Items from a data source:
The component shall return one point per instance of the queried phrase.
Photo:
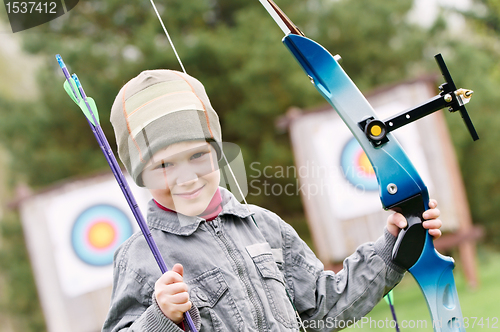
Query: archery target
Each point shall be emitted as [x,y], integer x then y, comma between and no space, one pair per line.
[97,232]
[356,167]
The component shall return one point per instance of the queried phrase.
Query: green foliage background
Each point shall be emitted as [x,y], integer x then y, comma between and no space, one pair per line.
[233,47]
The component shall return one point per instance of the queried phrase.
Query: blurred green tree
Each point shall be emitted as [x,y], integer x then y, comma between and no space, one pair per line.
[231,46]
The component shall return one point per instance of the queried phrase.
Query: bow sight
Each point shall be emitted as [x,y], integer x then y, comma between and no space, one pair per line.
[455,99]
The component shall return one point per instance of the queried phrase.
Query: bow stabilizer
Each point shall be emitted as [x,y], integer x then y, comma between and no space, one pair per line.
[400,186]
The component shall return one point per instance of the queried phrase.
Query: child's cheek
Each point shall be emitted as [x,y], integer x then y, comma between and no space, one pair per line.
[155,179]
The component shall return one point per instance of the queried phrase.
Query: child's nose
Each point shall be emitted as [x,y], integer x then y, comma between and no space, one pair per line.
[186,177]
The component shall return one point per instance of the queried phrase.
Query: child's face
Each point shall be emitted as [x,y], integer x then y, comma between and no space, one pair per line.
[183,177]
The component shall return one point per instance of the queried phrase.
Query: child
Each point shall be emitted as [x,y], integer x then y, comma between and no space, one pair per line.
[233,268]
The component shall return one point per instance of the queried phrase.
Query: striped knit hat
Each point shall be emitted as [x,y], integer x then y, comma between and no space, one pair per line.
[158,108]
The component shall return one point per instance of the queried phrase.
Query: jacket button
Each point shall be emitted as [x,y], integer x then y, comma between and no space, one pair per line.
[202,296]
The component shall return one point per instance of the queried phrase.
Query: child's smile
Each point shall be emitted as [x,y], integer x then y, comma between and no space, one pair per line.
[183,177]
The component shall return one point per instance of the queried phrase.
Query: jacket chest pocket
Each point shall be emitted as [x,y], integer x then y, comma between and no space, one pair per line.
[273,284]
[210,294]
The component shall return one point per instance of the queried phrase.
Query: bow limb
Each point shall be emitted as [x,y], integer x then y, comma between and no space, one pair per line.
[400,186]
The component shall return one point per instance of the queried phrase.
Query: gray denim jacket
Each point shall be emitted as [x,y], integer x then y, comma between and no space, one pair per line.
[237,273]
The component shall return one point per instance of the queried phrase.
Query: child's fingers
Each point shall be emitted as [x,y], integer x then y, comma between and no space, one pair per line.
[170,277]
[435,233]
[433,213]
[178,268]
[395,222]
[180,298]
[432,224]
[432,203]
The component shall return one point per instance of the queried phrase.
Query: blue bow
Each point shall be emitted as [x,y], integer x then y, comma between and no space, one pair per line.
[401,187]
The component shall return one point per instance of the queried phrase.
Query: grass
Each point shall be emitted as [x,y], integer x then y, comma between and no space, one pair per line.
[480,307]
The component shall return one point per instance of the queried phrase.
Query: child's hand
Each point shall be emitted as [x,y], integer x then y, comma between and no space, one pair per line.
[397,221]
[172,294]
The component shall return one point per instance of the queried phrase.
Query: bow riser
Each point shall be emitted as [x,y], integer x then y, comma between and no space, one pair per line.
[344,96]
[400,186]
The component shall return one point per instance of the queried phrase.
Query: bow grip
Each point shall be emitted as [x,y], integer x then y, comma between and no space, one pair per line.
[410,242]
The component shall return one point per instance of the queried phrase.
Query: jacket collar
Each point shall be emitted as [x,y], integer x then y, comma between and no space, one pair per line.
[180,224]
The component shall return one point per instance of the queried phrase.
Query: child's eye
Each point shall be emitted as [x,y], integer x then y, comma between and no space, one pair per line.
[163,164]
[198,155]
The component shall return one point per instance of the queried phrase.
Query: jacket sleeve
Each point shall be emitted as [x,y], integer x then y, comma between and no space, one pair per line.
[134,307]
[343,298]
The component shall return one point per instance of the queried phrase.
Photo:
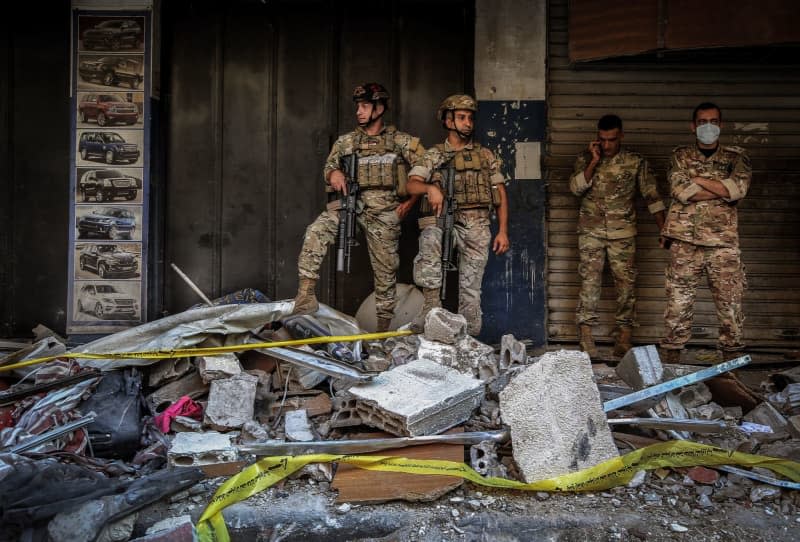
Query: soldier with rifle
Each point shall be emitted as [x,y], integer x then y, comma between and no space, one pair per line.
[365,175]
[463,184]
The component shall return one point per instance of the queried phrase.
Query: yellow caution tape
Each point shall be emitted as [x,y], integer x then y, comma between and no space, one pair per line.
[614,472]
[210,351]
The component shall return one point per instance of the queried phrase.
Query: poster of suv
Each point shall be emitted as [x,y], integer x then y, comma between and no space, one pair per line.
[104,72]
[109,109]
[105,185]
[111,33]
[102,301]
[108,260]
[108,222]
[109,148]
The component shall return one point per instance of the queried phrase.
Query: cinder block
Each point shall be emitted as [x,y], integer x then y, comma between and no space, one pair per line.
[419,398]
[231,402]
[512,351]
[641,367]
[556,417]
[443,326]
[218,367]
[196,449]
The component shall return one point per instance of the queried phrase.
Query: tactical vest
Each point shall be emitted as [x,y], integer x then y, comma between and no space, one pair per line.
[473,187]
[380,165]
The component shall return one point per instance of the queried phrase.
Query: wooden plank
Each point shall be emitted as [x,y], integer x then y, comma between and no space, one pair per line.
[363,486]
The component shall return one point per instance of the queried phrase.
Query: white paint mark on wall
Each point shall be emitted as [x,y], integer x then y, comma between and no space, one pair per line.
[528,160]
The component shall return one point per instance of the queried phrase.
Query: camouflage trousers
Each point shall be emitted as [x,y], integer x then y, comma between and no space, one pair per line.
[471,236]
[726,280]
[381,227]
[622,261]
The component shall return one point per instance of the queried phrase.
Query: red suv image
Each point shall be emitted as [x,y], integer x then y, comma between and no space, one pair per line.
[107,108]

§ DESCRIPTION OF THE TASK: Make an exact copy of the records shown above, without the pictures.

§ ANSWER BELOW:
The component shall return one point per instance of the queried phrase.
Photo:
Query: archery target
Each point shall be emitted as [x,y], integer x then y, comma between and no space, one pair per line.
[97,232]
[356,167]
The component shall return one point per instance of the queried phrase.
Query: green foliage background
Each point shall be emitted as [x,y], integer x then y, comma between and no space, one pair per line.
[233,47]
The component shall return one point per instance of the queried phrase.
Query: blurred green tree
Each point shall be emitted as [x,y], integer x then y, comma between and no space, one pair per line.
[231,46]
The component shall return one point per instance of the queried phrase.
Query: bow sight
Each point shall be emitted as [x,y], integer x then y, comma between and no space, one pair per line.
[455,99]
The component shall return one point per instance of the queried phrase.
Query: bow stabilizer
Each point shall be emitted as [x,y], integer x then y, comma between and no space, one pair per line.
[400,186]
The component shall return one point per instance of the queried phrase.
Query: child's cheek
Each point shall be emitted as [x,y], integer x then y, comma between and no space, one pair per line.
[155,179]
The component shall return one point per instance of the queried phrase.
Query: child's nose
Each point shall be emitted as [x,y], integer x then y, comma between and no space, one pair per line.
[186,177]
The component shall return one point per instance of the queried phrase.
Query: child's face
Each point shall be emitted as [x,y], integer x then y, comma between and no space, one pair per line.
[183,177]
The component shall return one point per instance of the queried phrase.
Query: child
Each point shall be emitted as [x,y], integer x then y, comma between and no space, one pair per line.
[233,268]
The component shall return one point per instance of the queried phrase.
Query: striped knit hat
Each point shall be emitted as [x,y], integer x then y, comma between and no space, one pair per line.
[158,108]
The component shall return one point per instance of the queried phrase.
Query: jacket button
Each point shall be emitted as [x,y], integer x then y, comma between and no space, one pair per line.
[202,296]
The component shall return one point per instance of the queried phrase.
Query: child's smile
Each point shall be emitted as [x,y], integer x then y, comma between and no space, one pair per line.
[183,177]
The component shall return one point per instance of the queried phrase.
Query: jacket chest pocket
Each point shall be emitted as [x,y], integer x then y, comma between and no space, one pair per line.
[273,284]
[210,294]
The component shall return one point per instance of the queried phrase.
Query: bow limb
Each point shall be emitted as [x,y], integer x then y, comma between and no space, one pair per line.
[400,186]
The component shall return one point per instance of the queried phrase.
Query: gray denim jacket
Each point shall be emitted as [x,y], integer x then y, comma between and no space, one pair per line.
[237,273]
The component shall return one point per instance of the queried phrase.
Query: child's fingers
Each point shall be emitted as [x,y], integer x then y, comma between and no space, one pair per line.
[170,277]
[435,233]
[433,213]
[178,268]
[395,222]
[180,298]
[432,224]
[432,203]
The component shall return one point per instance of the queried phrase.
Query: blue bow
Each point shall be emitted as [x,y], integer x then y, comma between and no space, one pair per line.
[401,187]
The component shall return one point per instance of the queried phrase.
Query: grass
Each point shall be emitted as [x,y], integer x then y, comma between and no space, one pair per line.
[480,307]
The component shall return one point per instance of the queried phrase.
Query: child's hand
Each point shall be emitted as [x,y], integer x then y, comma between and no space, one pair per line.
[397,221]
[172,294]
The component shall return one point per instance of the queried phrase.
Query: bow riser
Each point shall be emitted as [x,y], integer x then y, comma between and no space, one pair per line.
[344,96]
[400,186]
The component shall return one point per instance of the queried phrase.
Query: bow grip
Each point shall be emitted as [x,y], integer x then y, comma between and no space, one pair per line.
[410,242]
The component shall return one point per instance of the queried phrase.
Query: jacket collar
Each point shall be emitted as [x,y], integer x then y, comma between and no space, one pair per line.
[180,224]
The component shall return one point per instance of the queried phrase.
Query: child's eye
Each point shall be emitted as [x,y], integer x then y, comma between and no space, one pair per line.
[163,164]
[198,155]
The component shall return one point per instance of the queried phrase.
Query: jacket sleeve
Each point shall be emitted as [x,y], integer x then y, comma between and no space, one pair per line.
[134,307]
[343,298]
The component shall return one point per instance of the queried phrase.
Photo:
Query: soldier with rifle
Each point shall be emitted as [x,y], integer x then y, comma between and no space, one pair per line.
[365,175]
[463,184]
The component shall return one point per instance of the queried phrase.
Query: yellow caution tape
Each point shall be emitted as [x,y], integer x then y, comma between and no space, one pair per line.
[614,472]
[210,351]
The component shall return one point per instance of the queried phrase.
Query: poster of suv
Each point shall be emitted as [x,y], integer x then y, comma between and no space, one pair per line.
[104,72]
[109,109]
[105,185]
[111,33]
[102,301]
[108,260]
[108,222]
[109,148]
The component shall return one point per instance of the queried phrase.
Query: cinder block
Each point shall be emitted as [x,y], integer x then y, comma between and no space, one pair per line.
[419,398]
[231,402]
[512,351]
[641,367]
[556,417]
[443,326]
[218,367]
[196,449]
The component shall return one point per instance of the queried phrase.
Query: tactical vest
Each point shall be emitted as [x,y], integer x then y, comma between and no space, one pair per line.
[473,187]
[380,165]
The component shall return one point per instance of the queried phrase.
Query: wooden plank
Each point shall be emitted as [x,y], integer x then y, comma between and no space, one pair per line.
[363,486]
The component shall return one point per instance of the queried phrase.
Query: white paint mark on wall
Each point shall be emitted as [x,y], integer x then y, comma between and no space, one pair per line.
[528,160]
The component shall return one point per instance of the queried phrase.
Query: camouflage trousers
Each point shall be emitted as [x,y], integer x then y, comma between and no space, one pair per line.
[471,236]
[726,280]
[381,227]
[622,261]
The component shall return one point per instance of the queried phrase.
Query: red suv image
Each point shall be emitted as [x,y], integer x then y, comma between and no space, one pair per line.
[107,108]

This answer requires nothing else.